◆ **What this task involves**
Within the records that follow, determine how many lines include the word "arched". State the number and nothing further.

··· Material for the task

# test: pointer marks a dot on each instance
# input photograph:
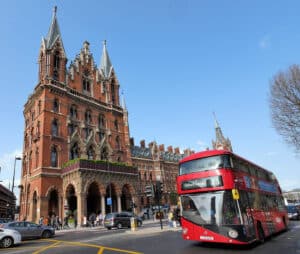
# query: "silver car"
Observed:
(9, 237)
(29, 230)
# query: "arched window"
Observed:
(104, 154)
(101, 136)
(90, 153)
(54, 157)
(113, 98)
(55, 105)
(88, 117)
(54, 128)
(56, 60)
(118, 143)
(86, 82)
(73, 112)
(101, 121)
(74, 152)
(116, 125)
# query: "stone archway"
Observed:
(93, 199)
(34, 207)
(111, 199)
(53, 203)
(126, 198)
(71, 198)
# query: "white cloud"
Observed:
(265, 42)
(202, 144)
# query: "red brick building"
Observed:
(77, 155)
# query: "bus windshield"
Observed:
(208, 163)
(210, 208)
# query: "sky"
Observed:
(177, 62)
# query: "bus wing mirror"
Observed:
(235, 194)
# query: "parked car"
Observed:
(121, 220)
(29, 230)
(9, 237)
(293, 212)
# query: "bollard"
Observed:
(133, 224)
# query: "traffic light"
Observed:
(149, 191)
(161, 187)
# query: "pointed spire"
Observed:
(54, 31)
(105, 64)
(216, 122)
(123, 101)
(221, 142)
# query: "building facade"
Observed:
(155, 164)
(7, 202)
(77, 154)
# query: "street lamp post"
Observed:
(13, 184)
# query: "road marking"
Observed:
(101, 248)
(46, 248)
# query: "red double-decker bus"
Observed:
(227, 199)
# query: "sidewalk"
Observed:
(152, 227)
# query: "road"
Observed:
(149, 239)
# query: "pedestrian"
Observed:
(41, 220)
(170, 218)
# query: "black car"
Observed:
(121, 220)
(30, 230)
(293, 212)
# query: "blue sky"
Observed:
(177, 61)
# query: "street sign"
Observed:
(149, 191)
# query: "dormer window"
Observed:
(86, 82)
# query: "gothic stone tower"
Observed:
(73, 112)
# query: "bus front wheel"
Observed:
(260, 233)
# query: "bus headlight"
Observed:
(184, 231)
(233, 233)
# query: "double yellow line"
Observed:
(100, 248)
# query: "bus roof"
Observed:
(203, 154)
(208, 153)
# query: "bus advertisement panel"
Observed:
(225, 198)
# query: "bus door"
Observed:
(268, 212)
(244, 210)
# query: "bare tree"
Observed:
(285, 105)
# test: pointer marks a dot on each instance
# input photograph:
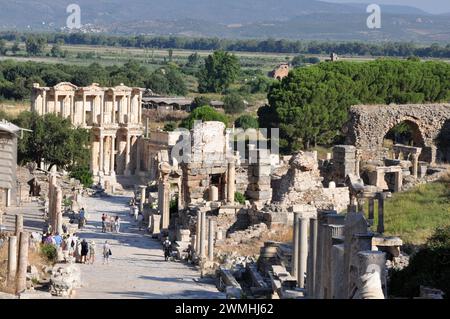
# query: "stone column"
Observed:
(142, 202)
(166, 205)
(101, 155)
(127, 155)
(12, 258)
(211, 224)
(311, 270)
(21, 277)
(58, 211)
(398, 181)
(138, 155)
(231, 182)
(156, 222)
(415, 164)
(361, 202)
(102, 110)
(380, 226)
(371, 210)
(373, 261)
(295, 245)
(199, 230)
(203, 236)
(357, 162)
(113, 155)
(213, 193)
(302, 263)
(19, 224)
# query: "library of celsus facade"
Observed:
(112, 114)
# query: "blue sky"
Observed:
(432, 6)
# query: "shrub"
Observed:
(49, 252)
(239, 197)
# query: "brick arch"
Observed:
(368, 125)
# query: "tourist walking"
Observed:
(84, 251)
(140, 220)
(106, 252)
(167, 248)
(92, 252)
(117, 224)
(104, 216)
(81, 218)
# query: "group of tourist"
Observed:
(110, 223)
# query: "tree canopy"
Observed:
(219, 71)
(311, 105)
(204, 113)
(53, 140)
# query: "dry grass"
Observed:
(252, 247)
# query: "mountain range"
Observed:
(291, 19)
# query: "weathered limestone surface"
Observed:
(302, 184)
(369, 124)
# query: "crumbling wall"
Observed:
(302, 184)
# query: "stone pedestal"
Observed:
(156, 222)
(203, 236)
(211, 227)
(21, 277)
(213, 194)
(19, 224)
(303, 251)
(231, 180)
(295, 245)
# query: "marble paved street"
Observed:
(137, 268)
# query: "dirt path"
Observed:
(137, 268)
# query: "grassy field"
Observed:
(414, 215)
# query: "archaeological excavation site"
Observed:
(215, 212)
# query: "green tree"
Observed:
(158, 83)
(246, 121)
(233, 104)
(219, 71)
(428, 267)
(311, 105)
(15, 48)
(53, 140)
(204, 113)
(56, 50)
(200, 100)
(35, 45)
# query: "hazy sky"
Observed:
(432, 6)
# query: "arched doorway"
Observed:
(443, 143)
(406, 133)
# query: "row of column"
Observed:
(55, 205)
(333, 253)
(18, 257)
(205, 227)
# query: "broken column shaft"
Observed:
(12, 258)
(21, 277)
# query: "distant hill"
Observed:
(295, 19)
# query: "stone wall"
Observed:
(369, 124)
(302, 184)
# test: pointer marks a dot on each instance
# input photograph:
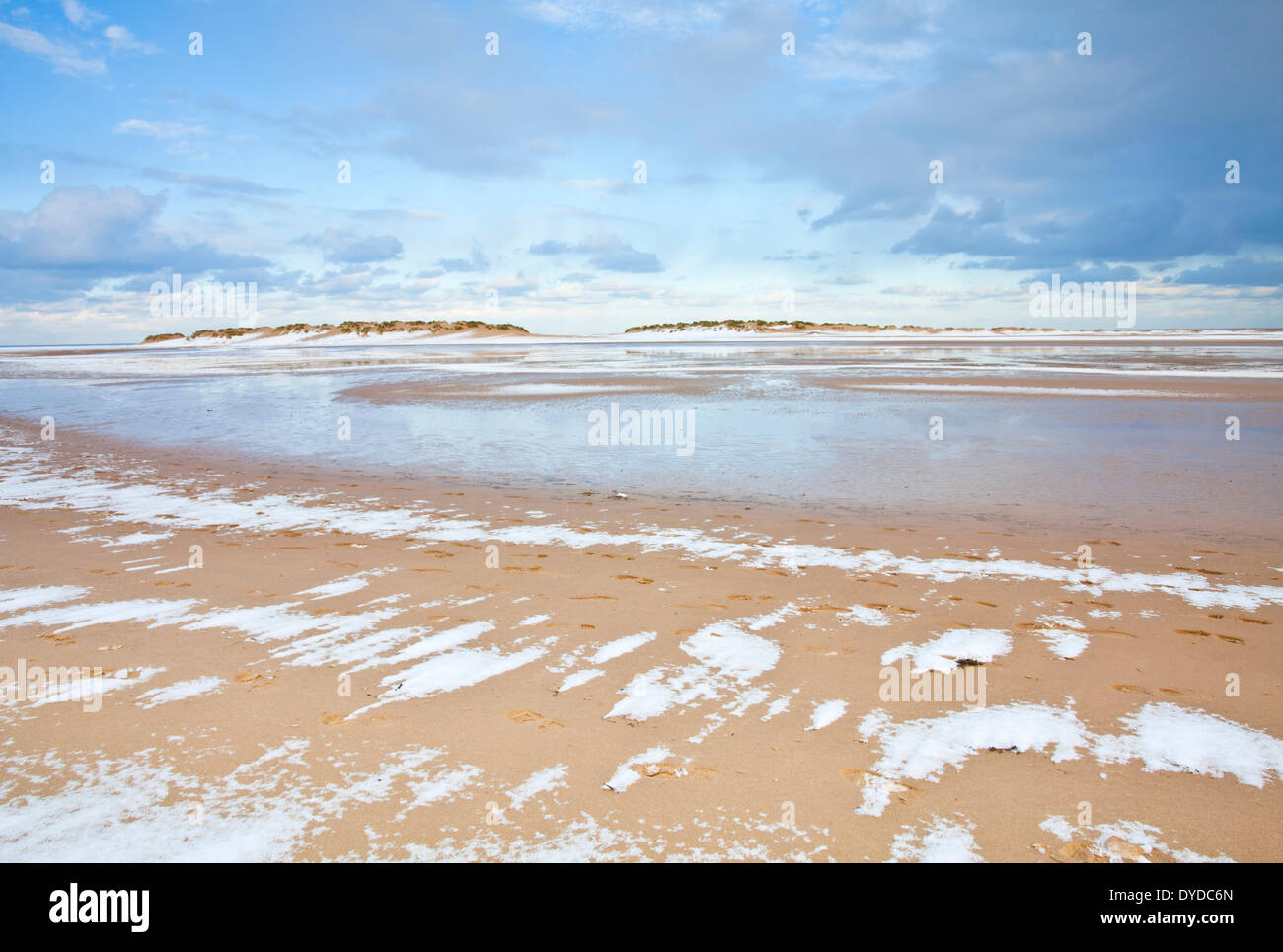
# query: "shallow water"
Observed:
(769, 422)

······
··· Material for the task

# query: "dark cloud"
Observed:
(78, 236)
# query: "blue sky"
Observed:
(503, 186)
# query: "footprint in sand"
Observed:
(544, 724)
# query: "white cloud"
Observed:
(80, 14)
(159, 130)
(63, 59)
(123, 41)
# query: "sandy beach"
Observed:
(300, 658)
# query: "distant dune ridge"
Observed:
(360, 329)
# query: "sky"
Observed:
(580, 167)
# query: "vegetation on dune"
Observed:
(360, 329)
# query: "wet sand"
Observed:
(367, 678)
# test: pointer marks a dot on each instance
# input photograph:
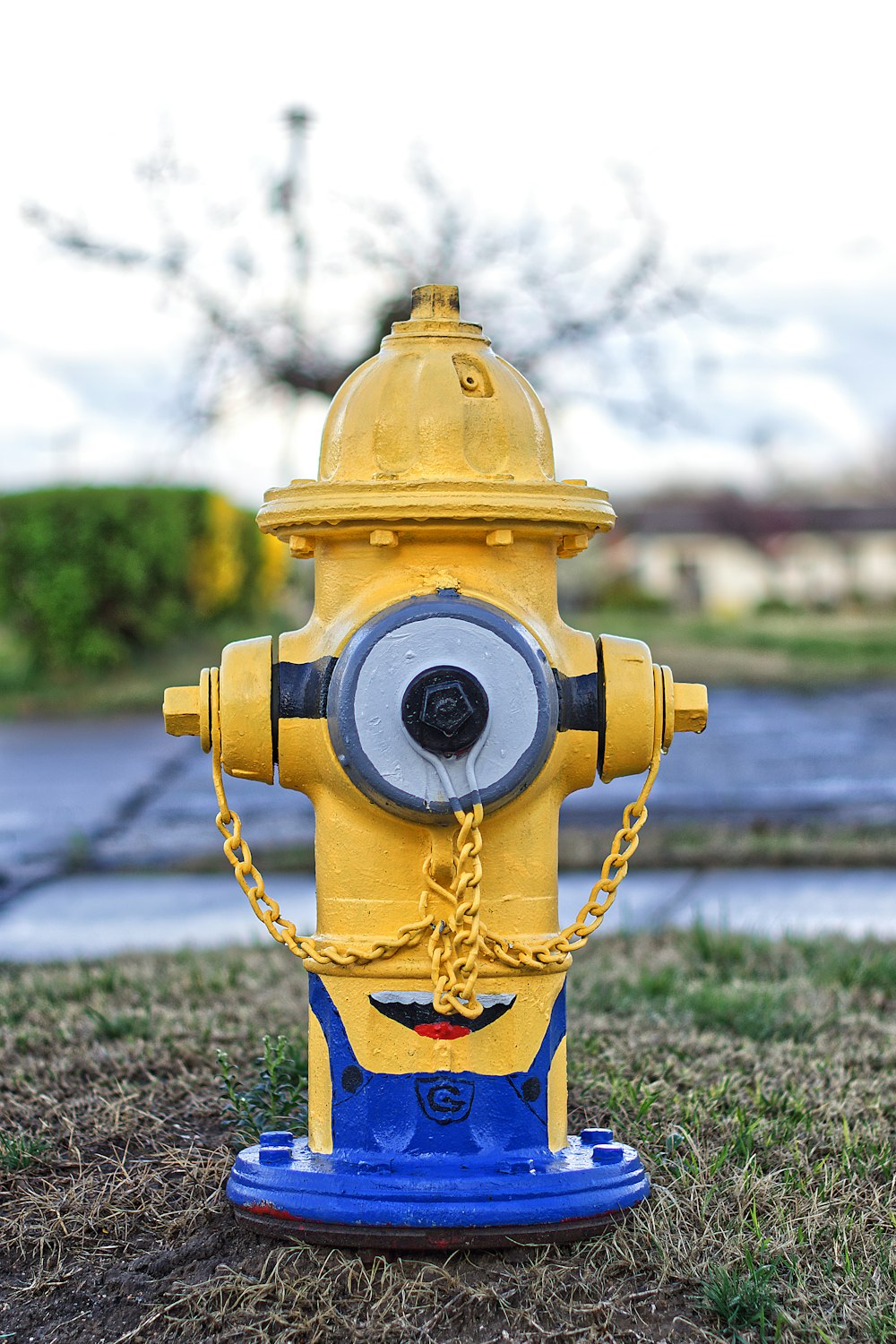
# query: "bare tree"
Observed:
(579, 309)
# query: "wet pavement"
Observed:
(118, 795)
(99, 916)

······

◆ **Result of this task**
2